Document section –

** Begin **

Danaher is likely wrong about the ability to make significant physiological change in a six to eight week period (see the Tabata Study (2), for one famous example). It is especially possible to make such changes if the athlete trained intelligently leading up to the camp, in way which set them up to improve their physical capacity greatly in that short period. In fact, athletes do this all the time, and it's a fundamental part of sport preparation, usually referred to as "peaking".

But I think there is something more important going on here. When Danaher asks Rogan "how much could you raise your VO2 max in six weeks?", he reveals the underlying current of thought about strength and conditioning in sports. The thought is that improving some set of physiological metrics is equal to improvement in physical capacity. This is not dissimilar from the physiological model of health, which I've written about before (3).

The problem is that at high levels of competition, these metrics don't necessarily correlate with sport performance. Sometimes, they might even be inversely correlated with some aspects of sport skill (4).

I think all of this alludes to a problem with the way we look at the idea of fitness for sport performance. It seems that the common view is to take physiological metrics independent of the athlete's real application of their capacity, and then either prioritize building those metrics, or building skill, in the lead-up to a competition. Of course, I'm sure that members of both camps still consider the "other" part to be important – that is, I very much doubt that Danaher thinks an athlete can safely neglect their physical fitness during a fight camp, and I doubt just as much that Curson and Marinovich think fighters can spend the last six to eight weeks prior to competing doing nothing but strength and conditioning. But nonetheless, both camps seem to make an ontological distinction between the athlete's physical fitness and their sport skill.

** End **

Rows –

** Begin **

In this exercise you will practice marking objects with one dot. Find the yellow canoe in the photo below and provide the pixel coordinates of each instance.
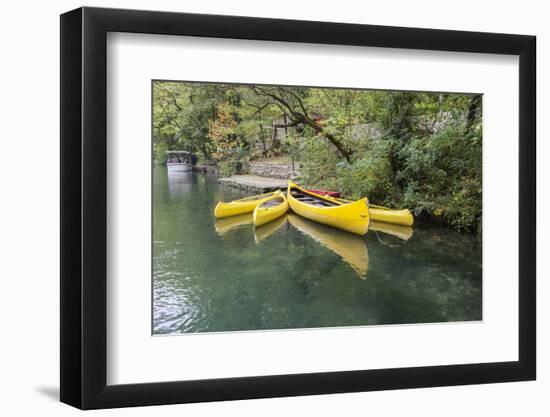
(350, 216)
(242, 206)
(387, 215)
(270, 209)
(351, 248)
(227, 224)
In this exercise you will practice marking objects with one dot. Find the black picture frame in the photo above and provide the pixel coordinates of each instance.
(84, 207)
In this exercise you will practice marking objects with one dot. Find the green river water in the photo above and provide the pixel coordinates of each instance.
(218, 276)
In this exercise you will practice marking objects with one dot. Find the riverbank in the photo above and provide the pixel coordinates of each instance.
(254, 183)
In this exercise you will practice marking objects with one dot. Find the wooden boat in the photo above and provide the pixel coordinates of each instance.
(350, 216)
(270, 209)
(387, 215)
(351, 248)
(397, 230)
(334, 194)
(263, 232)
(242, 206)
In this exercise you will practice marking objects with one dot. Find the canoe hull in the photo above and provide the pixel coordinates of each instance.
(352, 217)
(243, 206)
(401, 217)
(263, 215)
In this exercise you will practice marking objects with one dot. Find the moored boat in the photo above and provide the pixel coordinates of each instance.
(270, 209)
(226, 224)
(350, 216)
(384, 214)
(335, 194)
(242, 206)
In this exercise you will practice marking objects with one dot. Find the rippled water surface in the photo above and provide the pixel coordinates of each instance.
(224, 275)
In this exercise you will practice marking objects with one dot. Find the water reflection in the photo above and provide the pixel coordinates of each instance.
(268, 229)
(212, 276)
(351, 248)
(397, 230)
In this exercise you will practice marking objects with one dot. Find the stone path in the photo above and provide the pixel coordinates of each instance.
(253, 183)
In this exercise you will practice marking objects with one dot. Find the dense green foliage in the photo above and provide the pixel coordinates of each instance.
(421, 151)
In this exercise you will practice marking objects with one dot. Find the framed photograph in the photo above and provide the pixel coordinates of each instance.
(259, 208)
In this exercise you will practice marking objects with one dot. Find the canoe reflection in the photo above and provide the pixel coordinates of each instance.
(351, 248)
(262, 232)
(399, 231)
(226, 224)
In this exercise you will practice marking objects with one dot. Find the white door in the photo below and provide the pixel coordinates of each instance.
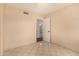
(46, 29)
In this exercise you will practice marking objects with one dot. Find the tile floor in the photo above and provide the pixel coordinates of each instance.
(40, 49)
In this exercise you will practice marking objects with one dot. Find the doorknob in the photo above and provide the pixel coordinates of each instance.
(48, 31)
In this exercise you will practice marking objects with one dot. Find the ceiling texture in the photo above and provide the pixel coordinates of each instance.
(40, 8)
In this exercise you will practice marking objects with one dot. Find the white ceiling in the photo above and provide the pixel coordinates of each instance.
(40, 8)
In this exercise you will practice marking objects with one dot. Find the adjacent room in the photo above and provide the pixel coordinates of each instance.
(39, 29)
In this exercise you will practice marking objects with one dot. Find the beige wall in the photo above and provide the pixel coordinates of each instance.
(1, 19)
(65, 27)
(19, 29)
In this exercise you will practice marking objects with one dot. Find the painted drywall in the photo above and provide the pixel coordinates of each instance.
(46, 29)
(1, 21)
(19, 28)
(65, 27)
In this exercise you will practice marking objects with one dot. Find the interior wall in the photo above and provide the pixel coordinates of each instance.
(19, 28)
(65, 27)
(1, 19)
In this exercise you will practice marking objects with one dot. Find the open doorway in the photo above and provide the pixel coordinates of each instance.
(43, 30)
(39, 30)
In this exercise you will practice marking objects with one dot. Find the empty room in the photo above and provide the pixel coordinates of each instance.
(39, 29)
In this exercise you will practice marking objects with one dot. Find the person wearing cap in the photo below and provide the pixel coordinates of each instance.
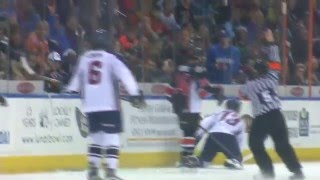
(56, 72)
(223, 61)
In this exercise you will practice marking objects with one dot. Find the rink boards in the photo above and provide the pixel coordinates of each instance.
(40, 133)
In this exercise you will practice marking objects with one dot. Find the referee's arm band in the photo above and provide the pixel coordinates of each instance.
(275, 65)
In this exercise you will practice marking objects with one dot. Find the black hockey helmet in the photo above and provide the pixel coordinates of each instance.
(233, 104)
(261, 67)
(100, 39)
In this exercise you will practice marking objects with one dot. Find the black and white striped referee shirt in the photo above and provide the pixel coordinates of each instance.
(263, 93)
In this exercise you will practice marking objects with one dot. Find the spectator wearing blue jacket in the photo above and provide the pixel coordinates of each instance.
(223, 61)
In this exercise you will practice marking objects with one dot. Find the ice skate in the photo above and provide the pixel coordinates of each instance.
(93, 173)
(111, 175)
(297, 176)
(190, 161)
(263, 177)
(233, 164)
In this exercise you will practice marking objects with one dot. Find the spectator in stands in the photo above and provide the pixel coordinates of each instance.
(299, 36)
(56, 72)
(69, 62)
(300, 75)
(37, 47)
(241, 41)
(223, 61)
(183, 13)
(166, 15)
(7, 10)
(184, 50)
(57, 33)
(75, 33)
(28, 18)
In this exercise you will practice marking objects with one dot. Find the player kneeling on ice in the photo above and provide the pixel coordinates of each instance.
(226, 132)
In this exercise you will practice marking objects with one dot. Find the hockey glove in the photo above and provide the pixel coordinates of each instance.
(179, 101)
(138, 101)
(217, 93)
(3, 101)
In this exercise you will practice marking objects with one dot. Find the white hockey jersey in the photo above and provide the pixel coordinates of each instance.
(225, 121)
(97, 78)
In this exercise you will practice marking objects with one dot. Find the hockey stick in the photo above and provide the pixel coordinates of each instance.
(3, 101)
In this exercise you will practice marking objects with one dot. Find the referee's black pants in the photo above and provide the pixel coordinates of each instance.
(273, 124)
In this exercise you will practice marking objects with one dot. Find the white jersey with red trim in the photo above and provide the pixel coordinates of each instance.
(97, 79)
(225, 121)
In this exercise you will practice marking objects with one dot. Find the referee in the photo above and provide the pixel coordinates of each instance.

** End **

Your tasks –
A: In the passage on fitness and sport skill, rewrite the paragraph beginning "I think all of this alludes" as a shorter version that keeps its main points.
B: According to the passage on fitness and sport skill, why is Danaher likely wrong about making significant physiological change in six to eight weeks? Answer in one to three sentences.
C: Extend the passage on fitness and sport skill beyond its final sentence.

Answers given –
A: The author argues that a common view of fitness for sport performance is flawed. It treats physiological metrics as separate from how athletes actually apply their capacity, and then prioritizes either those metrics or skill before a competition. Both camps probably value the other element: Danaher likely would not let fighters neglect fitness, and Curson and Marinovich likely would not have them spend the final six to eight weeks on strength and conditioning alone. Even so, both draw an ontological distinction between physical fitness and sport skill.

B: Such change is possible in that period, as the Tabata Study shows, and it is especially achievable when an athlete's earlier training prepares them for large gains in a short span. Athletes do this routinely, and it is a basic part of sport preparation known as "peaking."

C:
I think that a more robust definition of fitness for sport performance encompasses the emergent properties that result from the combination of physical fitness and sport skill. To be as "fit" as possible going into a fight, an athlete needs to have found the happy medium of improving their physical capacity to the highest point they can without impairing sport specific skill. This means that the athlete cannot spend so much time and energy on their strength and conditioning that their sport practice suffers, but it also means that the athlete's sport practice must be executed in such a fashion as to allow them to make strategic and tactical adaptations to improvements in physical capacity.

By taking this view of sport specific fitness as the intersection of physical capacity and sport skill – rather than viewing physical capacity as a complementary but ontologically distinct amplifier of sport skill – we enable ourselves to write training plans which make the best use of the athlete's time and effort in preparing them for the day of competition. Improve general physical characteristics, practice your sport, and allow the emergent properties that result to define your fitness.


Bibliography

(1) Joe Rogan and John Danaher, https://www.youtube.com/watch?v=qkBXzkD6tis
(2) Tabata, Kouzaki, Ogita, Miyachi, "Effects of moderate-intensity endurance and high-intensity intermittent training on anaerobic capacity and VO2 max"

(3)  Tsypkin, "Physical Autonomy"
(4) Lucia, Hoyos, Perez, Santalla, Chicharro, "Inverse relationship between VO2 max and economy/efficiency in world-class cyclists"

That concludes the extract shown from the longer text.